**Work instruction:**
Set the records down again, exactly, without their images.

**Records provided:**
┌────────
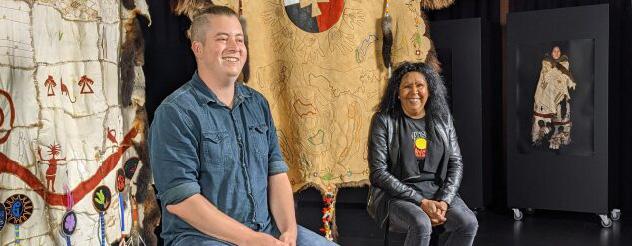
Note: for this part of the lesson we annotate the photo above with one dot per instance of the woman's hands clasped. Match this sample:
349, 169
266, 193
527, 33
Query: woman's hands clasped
436, 210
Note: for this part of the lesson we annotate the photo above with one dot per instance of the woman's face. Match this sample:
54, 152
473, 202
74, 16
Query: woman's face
413, 94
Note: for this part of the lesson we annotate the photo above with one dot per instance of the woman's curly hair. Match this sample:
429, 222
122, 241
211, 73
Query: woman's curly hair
437, 104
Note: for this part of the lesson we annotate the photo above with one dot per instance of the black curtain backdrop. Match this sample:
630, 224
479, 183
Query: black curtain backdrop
169, 61
489, 12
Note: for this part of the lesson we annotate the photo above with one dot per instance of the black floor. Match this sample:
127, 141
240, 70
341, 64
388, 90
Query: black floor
543, 228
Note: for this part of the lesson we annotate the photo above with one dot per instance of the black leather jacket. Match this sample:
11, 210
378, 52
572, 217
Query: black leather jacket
388, 179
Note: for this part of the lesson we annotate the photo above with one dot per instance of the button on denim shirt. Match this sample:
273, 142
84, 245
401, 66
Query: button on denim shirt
199, 145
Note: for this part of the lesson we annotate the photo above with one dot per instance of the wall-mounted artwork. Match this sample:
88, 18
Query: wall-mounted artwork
555, 97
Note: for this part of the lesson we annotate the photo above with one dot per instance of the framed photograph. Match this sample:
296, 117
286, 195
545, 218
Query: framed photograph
555, 104
555, 97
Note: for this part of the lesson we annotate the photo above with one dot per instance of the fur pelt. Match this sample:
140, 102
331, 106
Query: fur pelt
128, 4
132, 55
387, 40
145, 194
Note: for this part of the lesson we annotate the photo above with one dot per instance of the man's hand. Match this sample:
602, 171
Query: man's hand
443, 208
260, 238
289, 238
430, 207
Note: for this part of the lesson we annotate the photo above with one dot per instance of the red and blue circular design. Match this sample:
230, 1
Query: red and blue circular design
19, 208
314, 16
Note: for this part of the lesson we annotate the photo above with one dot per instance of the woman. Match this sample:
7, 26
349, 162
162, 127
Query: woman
415, 161
551, 107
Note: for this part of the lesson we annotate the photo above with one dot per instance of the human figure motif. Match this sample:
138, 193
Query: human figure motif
50, 84
551, 108
51, 171
86, 85
64, 91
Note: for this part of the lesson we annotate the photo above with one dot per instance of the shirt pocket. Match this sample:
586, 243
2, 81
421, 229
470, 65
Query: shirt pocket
259, 136
215, 148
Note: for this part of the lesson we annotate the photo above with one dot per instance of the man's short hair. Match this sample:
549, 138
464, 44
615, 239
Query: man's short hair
199, 24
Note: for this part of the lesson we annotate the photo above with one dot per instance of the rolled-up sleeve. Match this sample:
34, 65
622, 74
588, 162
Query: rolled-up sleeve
276, 164
173, 153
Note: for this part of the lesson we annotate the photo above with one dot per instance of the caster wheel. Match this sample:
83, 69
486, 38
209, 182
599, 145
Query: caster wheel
606, 222
615, 215
517, 214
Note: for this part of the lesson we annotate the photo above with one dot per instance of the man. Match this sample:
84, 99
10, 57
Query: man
216, 160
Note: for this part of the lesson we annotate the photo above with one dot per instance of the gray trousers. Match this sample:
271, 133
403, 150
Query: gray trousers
460, 226
305, 237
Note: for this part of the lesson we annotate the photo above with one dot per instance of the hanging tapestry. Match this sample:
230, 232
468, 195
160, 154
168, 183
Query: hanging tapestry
319, 64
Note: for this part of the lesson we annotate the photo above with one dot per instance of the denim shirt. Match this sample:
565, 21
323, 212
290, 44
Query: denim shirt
199, 145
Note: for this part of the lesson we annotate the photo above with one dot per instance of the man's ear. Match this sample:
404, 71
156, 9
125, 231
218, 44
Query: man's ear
196, 47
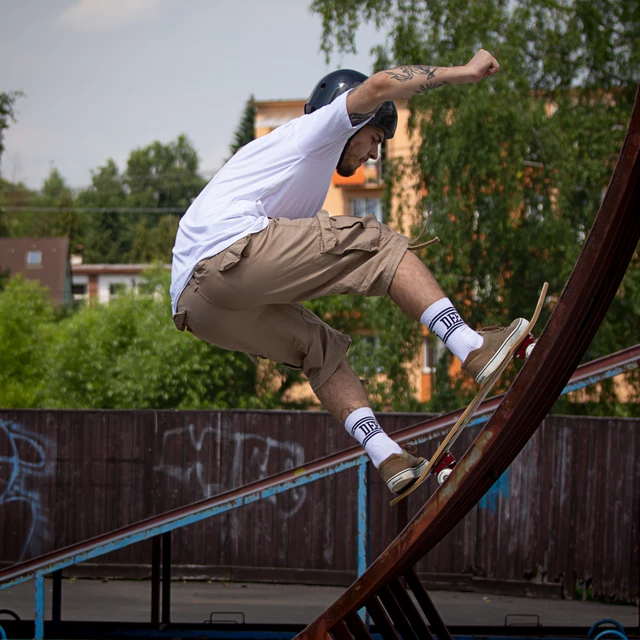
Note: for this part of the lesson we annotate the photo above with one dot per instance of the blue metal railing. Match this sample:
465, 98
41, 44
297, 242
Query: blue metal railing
145, 531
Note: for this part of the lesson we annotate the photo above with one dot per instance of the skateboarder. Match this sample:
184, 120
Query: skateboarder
255, 243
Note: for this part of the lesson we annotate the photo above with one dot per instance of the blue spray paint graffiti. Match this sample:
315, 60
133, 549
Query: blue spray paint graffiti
502, 487
23, 458
251, 455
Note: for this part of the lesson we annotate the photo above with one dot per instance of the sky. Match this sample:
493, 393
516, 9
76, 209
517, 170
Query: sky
103, 77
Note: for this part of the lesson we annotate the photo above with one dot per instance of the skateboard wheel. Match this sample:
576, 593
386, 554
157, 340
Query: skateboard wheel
443, 475
523, 349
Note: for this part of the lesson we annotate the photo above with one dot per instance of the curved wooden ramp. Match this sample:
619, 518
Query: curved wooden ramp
384, 588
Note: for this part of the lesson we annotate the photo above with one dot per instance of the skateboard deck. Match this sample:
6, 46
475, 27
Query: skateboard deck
443, 450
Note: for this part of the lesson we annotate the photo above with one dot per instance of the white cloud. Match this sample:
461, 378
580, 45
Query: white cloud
102, 15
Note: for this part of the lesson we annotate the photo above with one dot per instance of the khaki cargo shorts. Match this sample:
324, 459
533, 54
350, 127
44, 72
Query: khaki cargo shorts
247, 297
└────────
**Written response:**
Note: for this part of the lesson we annotate the photo above with one dot per instance of the woman's hands clasped. Match this sample:
349, 169
266, 193
527, 33
Query: woman's hands clasped
436, 210
Note: for this part of the lesson we annotate the photo above with one dot per instance of the woman's face. Match this sample:
54, 152
473, 202
74, 16
Query: woman's face
413, 94
Note: for this part of the lesson we annotate the photo above with one dot per instance of the woman's curly hair. Match this sample:
429, 222
122, 241
211, 73
Query: woman's curly hair
437, 104
Note: for this part of the lesson we annotate the photo above with one dot per instance of the black curtain backdrop. Match this sample:
630, 224
479, 183
Query: black curtain backdrop
169, 61
489, 12
Note: for this part of the lesson we annotate the photo above with one dot per instance of the black floor. Match this sample:
127, 141
240, 70
341, 64
388, 90
Query: black floor
543, 228
Note: for this part of the lesson we annotate the photo above with one dot per instance of the black leather jacket. Match this sample:
11, 210
378, 52
572, 217
Query: black leather jacket
388, 179
Note: for this part of the lesson we annotate the photo above with one dot per instance of the button on denim shirt. Match this sample:
273, 142
84, 245
401, 66
Query: button on denim shirt
199, 145
Note: for this part of the lesson we annotate the photo above with one dot per instance of the wall-mounted artwork. Match this sample:
88, 18
Query: wall-mounted artwork
555, 97
Note: for this part of the lesson we annotate the photo above with one dot per instance of the framed photograph. Match this sample:
296, 117
286, 195
545, 218
Query: framed photograph
555, 104
555, 97
Note: for this part of the lesson we annotate the photo above with one dot per instance of the fur pelt. Match this sample:
140, 102
331, 106
Query: fur pelt
128, 4
132, 55
387, 40
145, 194
Note: for this part of the lesson we annotate the photo above with one dot per instance of the man's hand. Match this sample:
602, 171
Query: man's hand
443, 208
260, 238
289, 238
430, 207
Note: for this part of the lesson we annotate the photo above with one dot per instance of the red and blue circular design. Match this sample:
230, 1
Query: red and blue circular design
19, 208
314, 16
Note: for this part of the lesson we annotate the photo above with one dot per instance of the woman. Match this sample:
7, 26
349, 162
162, 127
Query: woman
415, 161
551, 107
Note: for this part of the lesson we annotate the photo above with one dot per instance of the human figure motif. Match this sample:
138, 193
Query: human figure motif
50, 84
551, 108
51, 171
86, 85
64, 91
Note: for this part of the lesson we annotate the photo above with one dot per instance of the shirt pocket. Match this sample:
586, 243
2, 81
421, 229
470, 65
Query: shirt pocket
259, 136
215, 148
Note: for this part of the lesson we annotate the photo above with one dot per instance of the man's short hair. Match this sample:
549, 138
464, 44
615, 239
Query: man's short hair
199, 24
Note: for this part of the lesson we annotate the photo above with one dot per instance of the rolled-up sleeve. Match this sample:
34, 65
622, 74
588, 162
Query: rolled-up sleeve
276, 164
173, 153
Note: for this part of the lesson we annotate the photo above with one dot per instance of the caster wheel. Match this sample:
83, 69
486, 38
209, 182
599, 145
Query: caster wheel
606, 222
615, 215
517, 214
Note: for this part of the lesson we annotate the photo above with one dot per instance of the man. Match this sample:
84, 99
10, 57
Query: man
216, 160
Note: for this part of the lesson we annotate the photo above with one dot per instance of the gray trousers. Match this sample:
271, 133
403, 150
Query: gray trousers
460, 226
305, 237
Note: for this part of the lesson we annotate the photo above with one dot per instance of the hanging tapestry. Match this sample:
230, 232
468, 195
160, 154
168, 183
Query: hanging tapestry
319, 64
Note: for this part of the lesson we annotate the photo above with one dot per instance of the denim shirt. Match this sample:
565, 21
323, 212
290, 44
Query: denim shirt
199, 145
Note: for this part of the lesson we annotate the photo above with one dot per instance of the man's ear. Match this sample:
404, 71
156, 9
125, 231
218, 44
Query: man's ear
196, 47
Note: for this part of the lesson we annotate the photo above with one dot per instance of the blue metal railing. Match this sample:
465, 98
41, 44
297, 242
Query: blue metal railing
145, 531
Note: for this part of the lesson we annotate the photo above with one dot per instance of the skateboarder. Match this sample:
184, 120
Query: skateboarder
255, 243
Note: for this part of the lesson we annotate the photo above with one dot per instance of the blue spray paint graffiti. Match this sample:
315, 60
133, 549
Query: blue spray paint graffiti
502, 487
23, 458
251, 455
Note: for this part of the lesson we annotate the photo above with one dot per instance of the sky. Match this sample:
493, 393
516, 9
76, 209
517, 170
Query: sky
103, 77
Note: for this part of the lesson we annotate the photo above with one dot per instance of the skateboard wheel. Match this sample:
576, 593
386, 554
157, 340
Query: skateboard wheel
443, 475
523, 349
Note: for this part of the lesson we annotate the photo above with one dot per instance of the curved wooden ramp. Match this sample:
619, 518
Query: curved wooden ramp
384, 588
Note: for this part of the lesson we annotate the photo above with one dot per instance of the skateboard deck. Match this sample:
6, 46
475, 27
Query: skateboard deck
443, 450
Note: for this part of the lesson we annotate the photo above with one dot per instance of the white cloud. Match this sample:
461, 378
580, 45
Query: white cloud
102, 15
Note: for this part of the lesson we annotate the photo above with one dot per instance of the khaki cargo shorts. Match this sample:
324, 459
533, 54
350, 127
44, 72
Query: khaki cargo shorts
247, 297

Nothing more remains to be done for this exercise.